# Data excerpts

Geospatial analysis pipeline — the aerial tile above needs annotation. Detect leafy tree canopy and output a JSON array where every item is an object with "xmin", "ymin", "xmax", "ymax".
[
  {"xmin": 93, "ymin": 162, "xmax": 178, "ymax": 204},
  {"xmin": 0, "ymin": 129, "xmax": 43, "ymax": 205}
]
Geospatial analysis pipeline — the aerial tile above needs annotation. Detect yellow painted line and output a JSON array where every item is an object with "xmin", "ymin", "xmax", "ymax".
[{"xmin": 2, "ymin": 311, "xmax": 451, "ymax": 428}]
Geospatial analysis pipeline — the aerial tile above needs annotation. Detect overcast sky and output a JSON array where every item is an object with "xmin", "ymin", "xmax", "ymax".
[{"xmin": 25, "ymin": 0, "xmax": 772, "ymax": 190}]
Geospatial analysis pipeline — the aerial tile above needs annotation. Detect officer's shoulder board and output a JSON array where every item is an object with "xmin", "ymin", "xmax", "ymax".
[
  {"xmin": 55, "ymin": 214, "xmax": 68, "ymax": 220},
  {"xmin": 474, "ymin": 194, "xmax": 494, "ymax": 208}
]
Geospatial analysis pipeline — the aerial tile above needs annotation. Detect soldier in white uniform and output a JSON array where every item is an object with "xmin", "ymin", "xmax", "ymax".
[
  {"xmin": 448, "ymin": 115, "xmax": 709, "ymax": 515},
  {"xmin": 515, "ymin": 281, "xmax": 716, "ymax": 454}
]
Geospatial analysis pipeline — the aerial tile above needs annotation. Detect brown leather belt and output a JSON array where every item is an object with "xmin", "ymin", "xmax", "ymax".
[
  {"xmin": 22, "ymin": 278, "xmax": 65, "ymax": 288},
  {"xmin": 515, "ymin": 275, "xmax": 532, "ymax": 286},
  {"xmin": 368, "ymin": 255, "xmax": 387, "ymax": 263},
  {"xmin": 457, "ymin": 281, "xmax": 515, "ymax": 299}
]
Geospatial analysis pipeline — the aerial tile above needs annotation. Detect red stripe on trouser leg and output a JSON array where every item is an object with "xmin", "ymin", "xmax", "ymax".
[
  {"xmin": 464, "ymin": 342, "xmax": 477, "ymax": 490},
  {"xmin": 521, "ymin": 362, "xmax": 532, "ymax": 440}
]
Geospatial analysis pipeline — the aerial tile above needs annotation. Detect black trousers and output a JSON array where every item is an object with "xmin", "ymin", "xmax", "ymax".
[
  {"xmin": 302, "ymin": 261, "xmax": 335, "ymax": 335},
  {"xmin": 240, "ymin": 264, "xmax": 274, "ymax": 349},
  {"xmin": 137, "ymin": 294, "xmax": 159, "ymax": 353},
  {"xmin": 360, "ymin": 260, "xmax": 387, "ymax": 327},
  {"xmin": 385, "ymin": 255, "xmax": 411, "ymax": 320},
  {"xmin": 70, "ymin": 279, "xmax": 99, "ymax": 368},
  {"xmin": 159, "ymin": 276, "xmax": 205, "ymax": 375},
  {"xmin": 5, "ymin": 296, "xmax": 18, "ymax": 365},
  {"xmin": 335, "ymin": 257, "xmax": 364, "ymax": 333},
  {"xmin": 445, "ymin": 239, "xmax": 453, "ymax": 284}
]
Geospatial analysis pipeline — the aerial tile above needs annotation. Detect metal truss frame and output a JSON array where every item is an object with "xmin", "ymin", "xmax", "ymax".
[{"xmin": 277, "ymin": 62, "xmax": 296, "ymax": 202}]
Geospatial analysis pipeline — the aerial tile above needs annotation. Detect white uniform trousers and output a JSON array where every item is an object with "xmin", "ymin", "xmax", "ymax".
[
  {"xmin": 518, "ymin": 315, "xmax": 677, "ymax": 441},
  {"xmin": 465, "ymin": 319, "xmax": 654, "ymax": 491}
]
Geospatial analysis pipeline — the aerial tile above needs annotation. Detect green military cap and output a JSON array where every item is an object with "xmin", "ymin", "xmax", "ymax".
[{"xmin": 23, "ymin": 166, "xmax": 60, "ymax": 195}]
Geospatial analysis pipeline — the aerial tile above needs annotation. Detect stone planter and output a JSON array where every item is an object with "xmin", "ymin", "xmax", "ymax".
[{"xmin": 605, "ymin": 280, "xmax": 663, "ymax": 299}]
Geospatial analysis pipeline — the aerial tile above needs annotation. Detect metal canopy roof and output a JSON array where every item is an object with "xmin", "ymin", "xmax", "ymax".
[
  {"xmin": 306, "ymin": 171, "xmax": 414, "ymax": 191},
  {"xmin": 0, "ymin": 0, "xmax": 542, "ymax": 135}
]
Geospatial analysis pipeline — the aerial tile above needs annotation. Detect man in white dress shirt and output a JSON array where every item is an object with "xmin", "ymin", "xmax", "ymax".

# Your task
Give back the complete data exactly as supplied.

# Task response
Geospatial analysis pipeline — the aerial tile above needs annotation. Detect leafy tree canopy and output a JSON array where every item is an object with "xmin", "ymin", "xmax", "ymax".
[
  {"xmin": 93, "ymin": 162, "xmax": 178, "ymax": 204},
  {"xmin": 0, "ymin": 129, "xmax": 43, "ymax": 205}
]
Geospatial analysis pipeline — the aerial tile above needs annotation. Detect yellow painted line and output a JSON array where every item is an object with "xmin", "ymin", "xmax", "ymax".
[{"xmin": 2, "ymin": 311, "xmax": 451, "ymax": 428}]
Geospatial analysis pipeline — the aerial tile above needs annotation. Detect overcast sky and output a JSON array where every item is an object with "xmin", "ymin", "xmax", "ymax".
[{"xmin": 25, "ymin": 0, "xmax": 772, "ymax": 190}]
Geospatial analysis pipeline — the aerial tile above needs annotation. Detect officer's shoulder board and output a JSON array where every item is an object with "xmin", "ymin", "xmax", "ymax".
[
  {"xmin": 55, "ymin": 214, "xmax": 68, "ymax": 220},
  {"xmin": 474, "ymin": 194, "xmax": 494, "ymax": 208}
]
Geospatial analysis pipeline — the aerial tile above needs annotation. Detect soldier in white uniform and output a JSON array where every item is an object with "xmin", "ymin", "xmax", "ymax".
[
  {"xmin": 448, "ymin": 115, "xmax": 709, "ymax": 515},
  {"xmin": 515, "ymin": 281, "xmax": 716, "ymax": 454}
]
Geospatial analysis pipeline — the aerial tile above needs annotation. Detect brown leather belt and output a JSON array where every item is an object with "xmin", "ymin", "xmax", "ymax".
[
  {"xmin": 22, "ymin": 278, "xmax": 65, "ymax": 288},
  {"xmin": 515, "ymin": 275, "xmax": 532, "ymax": 286},
  {"xmin": 368, "ymin": 255, "xmax": 387, "ymax": 263},
  {"xmin": 457, "ymin": 281, "xmax": 515, "ymax": 299}
]
Geospatial analysis pipeline — the aerial tile above needs annotation. Detect red stripe on trouser leg and output a JSON array where every item is an object with "xmin", "ymin", "xmax", "ymax".
[
  {"xmin": 464, "ymin": 342, "xmax": 477, "ymax": 490},
  {"xmin": 521, "ymin": 362, "xmax": 532, "ymax": 440}
]
Geospatial analysis pipeline — the aerial tile above needs annotation. Detect black trousers and output a JSON array where every item is an object with "xmin", "ymin", "xmax", "ymax".
[
  {"xmin": 302, "ymin": 261, "xmax": 335, "ymax": 335},
  {"xmin": 240, "ymin": 264, "xmax": 274, "ymax": 349},
  {"xmin": 137, "ymin": 294, "xmax": 159, "ymax": 353},
  {"xmin": 360, "ymin": 260, "xmax": 387, "ymax": 327},
  {"xmin": 385, "ymin": 255, "xmax": 411, "ymax": 320},
  {"xmin": 70, "ymin": 279, "xmax": 99, "ymax": 368},
  {"xmin": 159, "ymin": 276, "xmax": 205, "ymax": 375},
  {"xmin": 5, "ymin": 296, "xmax": 18, "ymax": 365},
  {"xmin": 335, "ymin": 257, "xmax": 364, "ymax": 333},
  {"xmin": 445, "ymin": 239, "xmax": 453, "ymax": 284}
]
Geospatial analysis pipeline — the aerial tile above needs annotation. Detect metal truss frame and output a JSON array where every item is an object with "xmin", "ymin", "xmax", "ymax".
[{"xmin": 277, "ymin": 62, "xmax": 296, "ymax": 202}]
Geospatial analysis pipeline — the aerial tile above needs annotation. Detect white uniform trousers and output a JSON array where every item is an object with "xmin", "ymin", "xmax", "ymax".
[
  {"xmin": 518, "ymin": 315, "xmax": 677, "ymax": 441},
  {"xmin": 465, "ymin": 319, "xmax": 654, "ymax": 491}
]
Geospatial analysis pipeline — the aerial tile above needs annotation. Detect green military cap and output a JSON array where every item is an object with "xmin", "ymin", "xmax", "ymax".
[{"xmin": 23, "ymin": 166, "xmax": 60, "ymax": 195}]
Geospatial analysis pipeline — the aerial tile above needs annotation. Detect stone planter and output a JSON array where every item is an object with "xmin", "ymin", "xmax", "ymax".
[{"xmin": 605, "ymin": 280, "xmax": 663, "ymax": 299}]
Geospatial analysis pipeline — the aerial tile above needs annotation. Detect metal canopy roof and output a JSON array where every item is an object with "xmin", "ymin", "xmax", "ymax".
[
  {"xmin": 306, "ymin": 171, "xmax": 414, "ymax": 191},
  {"xmin": 0, "ymin": 0, "xmax": 542, "ymax": 135}
]
Geospatial analysis pipeline — the aerial tile above needs annotation. Detect man in white dress shirt and output a JSON array where every item is an object with "xmin", "ymin", "xmax", "ymax".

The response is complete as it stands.